▶ GIVEN RECORDS:
■ ■ ■ ■
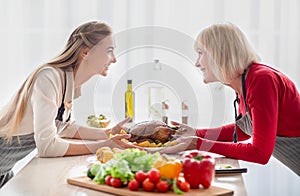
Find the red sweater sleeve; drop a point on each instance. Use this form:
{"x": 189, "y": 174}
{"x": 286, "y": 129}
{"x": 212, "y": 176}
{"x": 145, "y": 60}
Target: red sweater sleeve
{"x": 262, "y": 100}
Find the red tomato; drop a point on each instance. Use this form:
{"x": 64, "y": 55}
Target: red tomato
{"x": 116, "y": 182}
{"x": 184, "y": 186}
{"x": 162, "y": 186}
{"x": 147, "y": 185}
{"x": 179, "y": 182}
{"x": 133, "y": 185}
{"x": 140, "y": 176}
{"x": 107, "y": 180}
{"x": 153, "y": 175}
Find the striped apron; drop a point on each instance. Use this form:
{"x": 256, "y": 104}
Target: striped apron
{"x": 12, "y": 152}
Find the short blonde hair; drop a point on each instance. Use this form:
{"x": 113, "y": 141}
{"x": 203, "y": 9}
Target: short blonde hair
{"x": 229, "y": 51}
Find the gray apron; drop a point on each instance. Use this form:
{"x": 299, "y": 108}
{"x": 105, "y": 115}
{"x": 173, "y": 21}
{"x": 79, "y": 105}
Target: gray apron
{"x": 12, "y": 152}
{"x": 21, "y": 146}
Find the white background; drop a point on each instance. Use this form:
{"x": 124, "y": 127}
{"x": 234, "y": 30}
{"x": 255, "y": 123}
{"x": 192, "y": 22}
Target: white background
{"x": 33, "y": 32}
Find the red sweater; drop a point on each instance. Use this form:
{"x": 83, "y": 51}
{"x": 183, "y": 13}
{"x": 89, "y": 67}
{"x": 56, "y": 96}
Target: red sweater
{"x": 274, "y": 107}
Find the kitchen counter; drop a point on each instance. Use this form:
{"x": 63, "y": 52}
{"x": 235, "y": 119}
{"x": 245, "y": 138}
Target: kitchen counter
{"x": 47, "y": 176}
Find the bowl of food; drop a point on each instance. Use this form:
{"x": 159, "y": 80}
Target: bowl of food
{"x": 100, "y": 122}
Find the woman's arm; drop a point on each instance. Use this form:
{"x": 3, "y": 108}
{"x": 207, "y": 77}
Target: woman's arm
{"x": 90, "y": 133}
{"x": 224, "y": 133}
{"x": 263, "y": 103}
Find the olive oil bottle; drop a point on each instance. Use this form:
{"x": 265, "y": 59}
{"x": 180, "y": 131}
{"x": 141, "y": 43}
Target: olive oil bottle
{"x": 129, "y": 101}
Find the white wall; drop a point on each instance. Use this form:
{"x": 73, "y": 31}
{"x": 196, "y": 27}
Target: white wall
{"x": 33, "y": 32}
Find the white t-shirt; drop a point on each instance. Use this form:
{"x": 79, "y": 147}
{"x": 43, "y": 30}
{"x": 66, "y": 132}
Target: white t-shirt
{"x": 39, "y": 118}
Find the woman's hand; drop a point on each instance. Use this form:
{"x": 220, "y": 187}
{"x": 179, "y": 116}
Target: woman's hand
{"x": 184, "y": 143}
{"x": 118, "y": 142}
{"x": 118, "y": 127}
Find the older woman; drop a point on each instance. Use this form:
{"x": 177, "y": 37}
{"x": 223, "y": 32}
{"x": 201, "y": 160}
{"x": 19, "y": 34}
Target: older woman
{"x": 268, "y": 102}
{"x": 38, "y": 116}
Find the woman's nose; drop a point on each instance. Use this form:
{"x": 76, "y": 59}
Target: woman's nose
{"x": 114, "y": 60}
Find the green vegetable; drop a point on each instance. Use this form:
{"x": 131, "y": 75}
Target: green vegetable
{"x": 119, "y": 169}
{"x": 137, "y": 159}
{"x": 175, "y": 187}
{"x": 89, "y": 174}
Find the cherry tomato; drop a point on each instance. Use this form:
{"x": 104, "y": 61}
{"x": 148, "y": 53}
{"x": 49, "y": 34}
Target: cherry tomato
{"x": 107, "y": 180}
{"x": 116, "y": 182}
{"x": 162, "y": 186}
{"x": 184, "y": 186}
{"x": 140, "y": 176}
{"x": 179, "y": 182}
{"x": 153, "y": 175}
{"x": 148, "y": 186}
{"x": 133, "y": 185}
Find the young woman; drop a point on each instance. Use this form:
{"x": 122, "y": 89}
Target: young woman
{"x": 268, "y": 102}
{"x": 38, "y": 116}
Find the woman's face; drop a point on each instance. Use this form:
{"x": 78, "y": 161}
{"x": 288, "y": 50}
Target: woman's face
{"x": 203, "y": 65}
{"x": 99, "y": 58}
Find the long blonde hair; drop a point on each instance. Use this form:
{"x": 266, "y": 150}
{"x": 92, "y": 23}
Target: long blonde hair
{"x": 229, "y": 51}
{"x": 86, "y": 35}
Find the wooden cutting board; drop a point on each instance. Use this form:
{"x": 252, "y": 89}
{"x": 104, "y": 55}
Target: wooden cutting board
{"x": 86, "y": 182}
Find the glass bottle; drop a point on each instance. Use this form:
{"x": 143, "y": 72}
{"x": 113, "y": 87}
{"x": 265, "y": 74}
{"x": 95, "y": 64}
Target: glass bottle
{"x": 185, "y": 111}
{"x": 129, "y": 101}
{"x": 165, "y": 111}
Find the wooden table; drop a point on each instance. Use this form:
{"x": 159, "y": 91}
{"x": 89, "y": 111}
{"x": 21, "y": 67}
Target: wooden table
{"x": 47, "y": 176}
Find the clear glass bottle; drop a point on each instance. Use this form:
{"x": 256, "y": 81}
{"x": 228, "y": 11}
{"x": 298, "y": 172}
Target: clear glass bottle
{"x": 129, "y": 101}
{"x": 165, "y": 111}
{"x": 185, "y": 112}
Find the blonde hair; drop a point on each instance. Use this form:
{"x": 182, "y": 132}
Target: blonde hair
{"x": 86, "y": 35}
{"x": 229, "y": 51}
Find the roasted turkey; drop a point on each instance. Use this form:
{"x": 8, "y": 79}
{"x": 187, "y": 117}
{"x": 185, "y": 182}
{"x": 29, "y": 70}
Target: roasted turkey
{"x": 153, "y": 131}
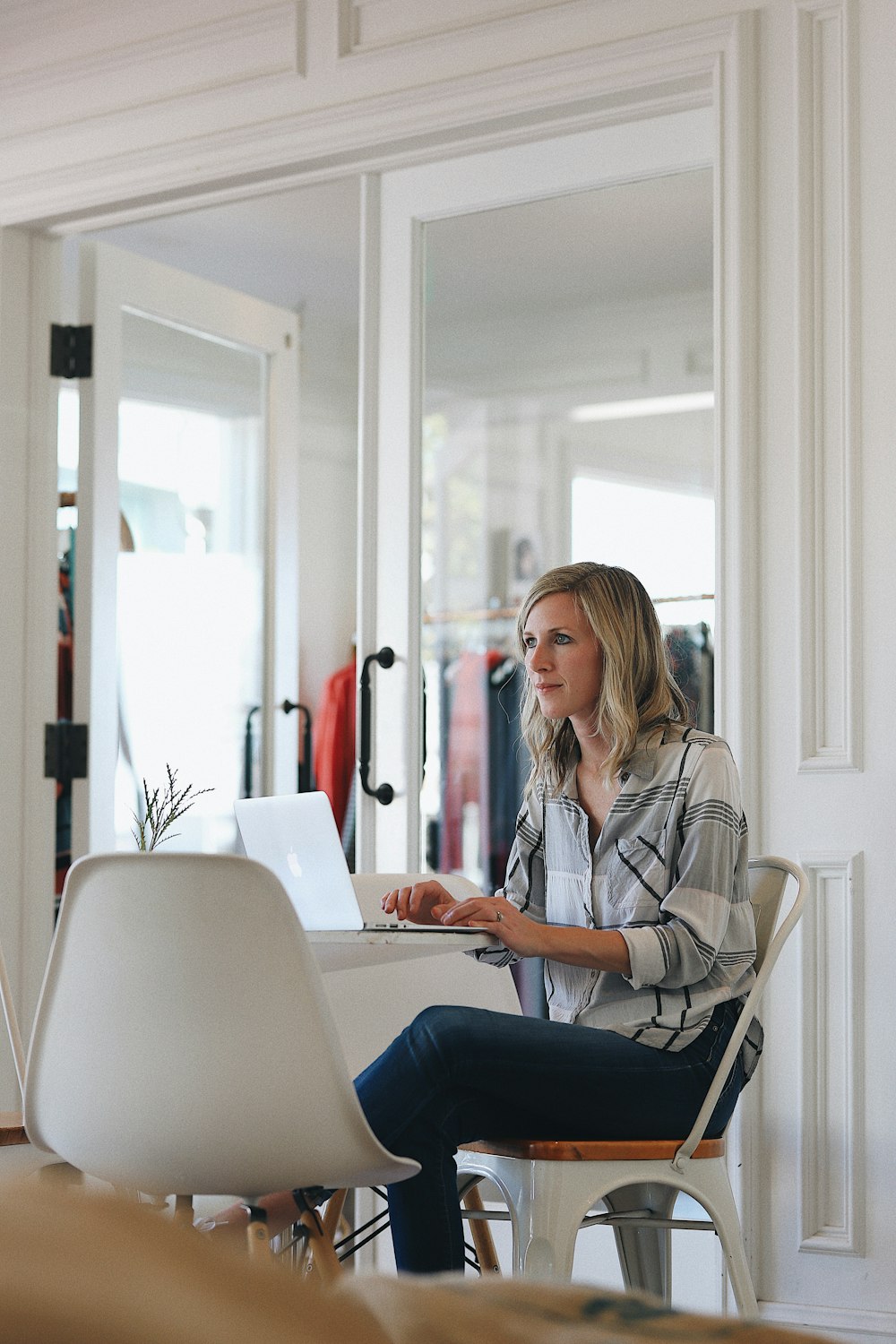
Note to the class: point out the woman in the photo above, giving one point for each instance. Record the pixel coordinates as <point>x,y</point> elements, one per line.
<point>627,876</point>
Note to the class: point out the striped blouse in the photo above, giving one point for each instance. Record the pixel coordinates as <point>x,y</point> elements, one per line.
<point>668,870</point>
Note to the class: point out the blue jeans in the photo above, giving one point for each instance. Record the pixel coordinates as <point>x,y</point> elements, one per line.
<point>458,1074</point>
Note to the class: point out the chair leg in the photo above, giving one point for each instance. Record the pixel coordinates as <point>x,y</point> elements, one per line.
<point>718,1196</point>
<point>481,1233</point>
<point>257,1238</point>
<point>324,1258</point>
<point>183,1210</point>
<point>645,1253</point>
<point>332,1214</point>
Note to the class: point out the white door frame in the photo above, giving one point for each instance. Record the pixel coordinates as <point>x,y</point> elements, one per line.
<point>113,280</point>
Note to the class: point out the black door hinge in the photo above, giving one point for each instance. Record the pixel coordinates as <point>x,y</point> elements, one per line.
<point>70,351</point>
<point>65,752</point>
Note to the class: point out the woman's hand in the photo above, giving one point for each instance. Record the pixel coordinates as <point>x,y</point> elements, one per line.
<point>500,917</point>
<point>425,902</point>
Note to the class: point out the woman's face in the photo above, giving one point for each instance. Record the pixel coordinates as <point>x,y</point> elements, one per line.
<point>563,660</point>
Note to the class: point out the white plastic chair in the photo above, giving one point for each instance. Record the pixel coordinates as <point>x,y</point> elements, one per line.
<point>183,1042</point>
<point>551,1188</point>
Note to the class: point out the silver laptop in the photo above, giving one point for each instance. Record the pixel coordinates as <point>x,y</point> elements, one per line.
<point>295,835</point>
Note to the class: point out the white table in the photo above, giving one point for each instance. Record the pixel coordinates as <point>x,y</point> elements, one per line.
<point>344,949</point>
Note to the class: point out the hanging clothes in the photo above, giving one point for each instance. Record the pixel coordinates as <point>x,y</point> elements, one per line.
<point>691,658</point>
<point>335,741</point>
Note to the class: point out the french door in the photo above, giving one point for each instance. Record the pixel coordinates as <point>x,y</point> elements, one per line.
<point>185,553</point>
<point>461,507</point>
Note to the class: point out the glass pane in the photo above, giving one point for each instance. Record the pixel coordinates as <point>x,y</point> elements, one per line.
<point>190,573</point>
<point>567,413</point>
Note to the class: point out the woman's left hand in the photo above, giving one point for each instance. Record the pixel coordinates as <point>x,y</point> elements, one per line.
<point>501,918</point>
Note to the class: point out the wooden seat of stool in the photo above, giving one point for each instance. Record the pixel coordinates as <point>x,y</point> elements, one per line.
<point>11,1129</point>
<point>592,1150</point>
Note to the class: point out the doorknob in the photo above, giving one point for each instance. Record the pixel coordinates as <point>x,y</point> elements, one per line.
<point>384,792</point>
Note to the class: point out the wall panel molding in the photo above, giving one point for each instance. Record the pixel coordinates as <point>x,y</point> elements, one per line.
<point>253,45</point>
<point>837,1320</point>
<point>831,1193</point>
<point>828,387</point>
<point>367,26</point>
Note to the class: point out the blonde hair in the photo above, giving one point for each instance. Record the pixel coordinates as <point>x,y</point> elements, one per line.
<point>637,690</point>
■ ■ ■ ■
▶ EXERCISE DETAILS: Output the data as a Markdown table, starting at the line holding "Note to the class: point out the blonde" and running through the end of the data, both ends included. Use the columns Row and Line, number each line in Row, and leave out blank lines.

▶ ANSWER:
| Row | Line |
|---|---|
| 1 | Note to the class: point out the blonde hair in the photo above, giving one point for each instance. Record the pixel coordinates as <point>x,y</point> elements, one per line. |
| 2 | <point>637,690</point> |